- **INSTRUCTIONS TO FOLLOW**: Even where a record seems odd, copy it exactly as it appears below.

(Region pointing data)
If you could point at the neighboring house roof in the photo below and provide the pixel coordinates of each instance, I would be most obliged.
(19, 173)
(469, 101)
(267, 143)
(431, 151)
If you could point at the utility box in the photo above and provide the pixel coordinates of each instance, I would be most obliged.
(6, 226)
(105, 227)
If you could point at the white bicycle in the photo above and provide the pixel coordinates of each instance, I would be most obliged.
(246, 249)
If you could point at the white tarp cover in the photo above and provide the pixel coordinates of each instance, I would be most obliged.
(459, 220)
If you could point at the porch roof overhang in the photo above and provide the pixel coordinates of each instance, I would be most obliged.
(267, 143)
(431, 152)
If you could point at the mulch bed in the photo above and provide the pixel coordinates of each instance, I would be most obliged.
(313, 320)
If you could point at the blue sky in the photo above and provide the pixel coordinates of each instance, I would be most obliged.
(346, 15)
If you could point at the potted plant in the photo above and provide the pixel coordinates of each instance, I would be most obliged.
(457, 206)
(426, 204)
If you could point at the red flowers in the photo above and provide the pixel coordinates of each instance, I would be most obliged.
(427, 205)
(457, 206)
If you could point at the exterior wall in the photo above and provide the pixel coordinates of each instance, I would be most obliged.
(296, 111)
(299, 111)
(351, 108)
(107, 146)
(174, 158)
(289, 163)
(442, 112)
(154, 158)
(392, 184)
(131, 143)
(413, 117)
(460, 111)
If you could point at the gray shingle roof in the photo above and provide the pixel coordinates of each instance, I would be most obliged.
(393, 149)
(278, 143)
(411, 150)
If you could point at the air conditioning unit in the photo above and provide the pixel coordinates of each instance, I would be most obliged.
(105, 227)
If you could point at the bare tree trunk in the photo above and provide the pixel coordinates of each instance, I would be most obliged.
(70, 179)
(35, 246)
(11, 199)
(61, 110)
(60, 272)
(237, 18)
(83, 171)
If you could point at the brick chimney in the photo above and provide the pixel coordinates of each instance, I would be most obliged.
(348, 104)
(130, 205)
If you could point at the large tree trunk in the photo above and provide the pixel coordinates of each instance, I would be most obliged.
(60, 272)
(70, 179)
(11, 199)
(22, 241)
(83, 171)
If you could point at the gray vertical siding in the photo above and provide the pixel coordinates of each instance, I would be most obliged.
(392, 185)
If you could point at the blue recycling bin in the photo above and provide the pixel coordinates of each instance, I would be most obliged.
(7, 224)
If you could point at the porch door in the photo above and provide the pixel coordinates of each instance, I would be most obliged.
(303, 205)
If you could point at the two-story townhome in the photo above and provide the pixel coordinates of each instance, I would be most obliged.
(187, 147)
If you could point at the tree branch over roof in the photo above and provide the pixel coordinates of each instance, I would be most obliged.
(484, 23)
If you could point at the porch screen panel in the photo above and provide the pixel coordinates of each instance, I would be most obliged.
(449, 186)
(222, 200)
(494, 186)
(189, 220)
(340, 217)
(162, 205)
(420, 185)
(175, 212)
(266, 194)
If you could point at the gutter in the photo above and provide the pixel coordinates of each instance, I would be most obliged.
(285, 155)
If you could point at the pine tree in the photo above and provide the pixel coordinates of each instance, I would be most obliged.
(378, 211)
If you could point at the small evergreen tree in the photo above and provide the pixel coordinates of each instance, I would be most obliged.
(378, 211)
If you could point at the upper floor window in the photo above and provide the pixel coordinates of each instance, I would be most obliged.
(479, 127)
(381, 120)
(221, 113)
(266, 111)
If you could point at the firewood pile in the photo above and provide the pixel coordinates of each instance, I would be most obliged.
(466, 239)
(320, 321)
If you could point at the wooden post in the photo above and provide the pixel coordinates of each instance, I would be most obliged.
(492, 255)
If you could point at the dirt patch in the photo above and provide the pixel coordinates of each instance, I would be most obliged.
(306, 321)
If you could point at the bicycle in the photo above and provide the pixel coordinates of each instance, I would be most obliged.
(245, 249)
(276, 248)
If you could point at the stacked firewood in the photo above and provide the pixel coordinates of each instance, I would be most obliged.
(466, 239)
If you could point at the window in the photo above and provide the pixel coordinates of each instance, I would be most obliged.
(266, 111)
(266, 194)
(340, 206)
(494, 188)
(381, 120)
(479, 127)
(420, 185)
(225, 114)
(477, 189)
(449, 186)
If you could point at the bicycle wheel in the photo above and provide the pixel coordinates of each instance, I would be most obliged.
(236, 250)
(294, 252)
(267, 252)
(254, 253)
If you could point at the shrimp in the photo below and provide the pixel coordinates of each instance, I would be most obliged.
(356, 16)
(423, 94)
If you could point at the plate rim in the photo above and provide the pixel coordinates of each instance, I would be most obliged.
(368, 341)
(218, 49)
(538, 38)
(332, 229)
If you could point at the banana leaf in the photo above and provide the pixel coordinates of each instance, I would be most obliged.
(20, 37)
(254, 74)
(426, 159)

- **EXPECTED OUTPUT**:
If you could point at the neighboring house roof in the photo below and provide the pixel coordinates of each instance, I would be most obliged.
(19, 173)
(469, 101)
(267, 143)
(431, 151)
If you could point at the utility box in the photo above and provide the pixel coordinates of each instance, I would be most obliged.
(6, 226)
(105, 227)
If you could point at the white bicycle in the photo above and provide the pixel coordinates of each instance, I would be most obliged.
(246, 249)
If you could point at the white tarp cover in the photo above and provide the pixel coordinates of each instance, I would be most obliged.
(459, 220)
If you could point at the porch roof overhang in the photo above and provide the pixel coordinates of each instance, I would be most obliged.
(267, 143)
(431, 152)
If you could point at the mulch bed in the photo above and provide the pixel coordinates of each instance, I would be most obliged.
(313, 320)
If you could point at the blue sky in the photo above and provide the pixel coordinates of each instance, I would be most obliged.
(346, 15)
If you could point at the potted plant in the photo above and provide the pixel coordinates of each instance, I would be most obliged.
(457, 206)
(426, 204)
If you could point at the red flowers in the photo above and provide the pixel coordinates of each instance, I would be most obliged.
(427, 205)
(457, 206)
If you could point at the exterior wall in the photo above and provide the pixel coordinates of each instance, I would be most obliged.
(296, 111)
(299, 111)
(351, 108)
(107, 146)
(174, 158)
(289, 163)
(442, 112)
(154, 158)
(392, 184)
(131, 143)
(413, 117)
(460, 111)
If you could point at the gray shingle roof in the photo above and provide the pixel coordinates of each instance, I would be most obliged.
(393, 149)
(278, 143)
(411, 150)
If you could point at the air conditioning unit in the photo above and provide the pixel coordinates of each instance, I would be most obliged.
(105, 227)
If you could point at the bare tree trunk in the photo above and provide the pixel coordinates of each instance, I would be most obliged.
(70, 179)
(35, 246)
(11, 199)
(61, 110)
(60, 272)
(237, 18)
(83, 171)
If you could point at the brick chimney in the photo above and provide the pixel coordinates of each instance, I would be most obliged.
(348, 104)
(130, 205)
If you could point at the large tree trunk in the photo above and provide the pixel coordinates of each instance, I would be most obliged.
(60, 272)
(70, 179)
(11, 199)
(22, 241)
(83, 171)
If you could point at the gray vertical siding in the photo above and provide the pixel coordinates of each instance, I would be most obliged.
(392, 185)
If you could point at the blue recycling bin in the photo above and provide the pixel coordinates of each instance, I would be most obliged.
(7, 224)
If you could point at the porch door in the photo above and provide the pixel coordinates of each instance, I would be most obliged.
(303, 205)
If you could point at the two-story townhome in the photo above and provide the pixel coordinates of each instance, I would be most obliged.
(187, 147)
If you could point at the tree branch over roof in the photo above and provide the pixel coordinates of each instance, I would be most obliged.
(484, 23)
If you could point at the porch screen panel in the photo above and provide the pixel coordinates of each instance, I would be most obliged.
(449, 186)
(222, 200)
(494, 186)
(189, 220)
(340, 217)
(162, 205)
(420, 185)
(175, 212)
(266, 194)
If you could point at the gutter in the photo above and provide the pixel coordinates of each instance, I would be most obliged.
(285, 155)
If you could point at the pine tree in the photo above and provide the pixel coordinates of each instance, I would be most obliged.
(378, 211)
If you could point at the small evergreen tree in the photo above and provide the pixel coordinates of each instance, I would be most obliged.
(378, 211)
If you could point at the upper floor window in the photo above and provide the pixel coordinates of each instance, I would be most obliged.
(479, 127)
(381, 120)
(221, 113)
(266, 111)
If you could point at the firewood pile in the photo above and provide the pixel coordinates of each instance, I would be most obliged.
(466, 239)
(320, 321)
If you could point at the wooden post in the photo above and provide the pixel coordinates of each instance, I would be most obliged.
(492, 255)
If you could point at the dirt patch in the photo above and provide the pixel coordinates of each instance, I would be most obliged.
(306, 321)
If you could point at the bicycle in the photo above and provide the pixel coordinates of each instance, I would be most obliged.
(245, 249)
(276, 248)
If you could point at the stacked firewood in the photo above and provide the pixel coordinates of each instance, I would be most obliged.
(466, 239)
If you could point at the window in the photo above and provide the pixel coordinates of each instance, I would be most obliged.
(266, 111)
(266, 194)
(340, 206)
(494, 188)
(381, 120)
(479, 127)
(420, 185)
(225, 114)
(477, 189)
(449, 186)
If you could point at the bicycle wheel in the photo above and provide the pixel coordinates of each instance, I would be most obliged.
(236, 250)
(294, 252)
(267, 252)
(254, 253)
If you could point at the shrimp in the photo below and provide the pixel coordinates of each instance, I would be most obliged.
(356, 16)
(423, 94)
If you could point at the plate rim in the photo above and provide the pixel coordinates of each instance, I would be most obliged.
(368, 341)
(218, 49)
(538, 38)
(332, 229)
If you could point at the banana leaf in the photo above and provide the pixel coordinates of each instance, I would be most obliged.
(20, 37)
(254, 74)
(426, 159)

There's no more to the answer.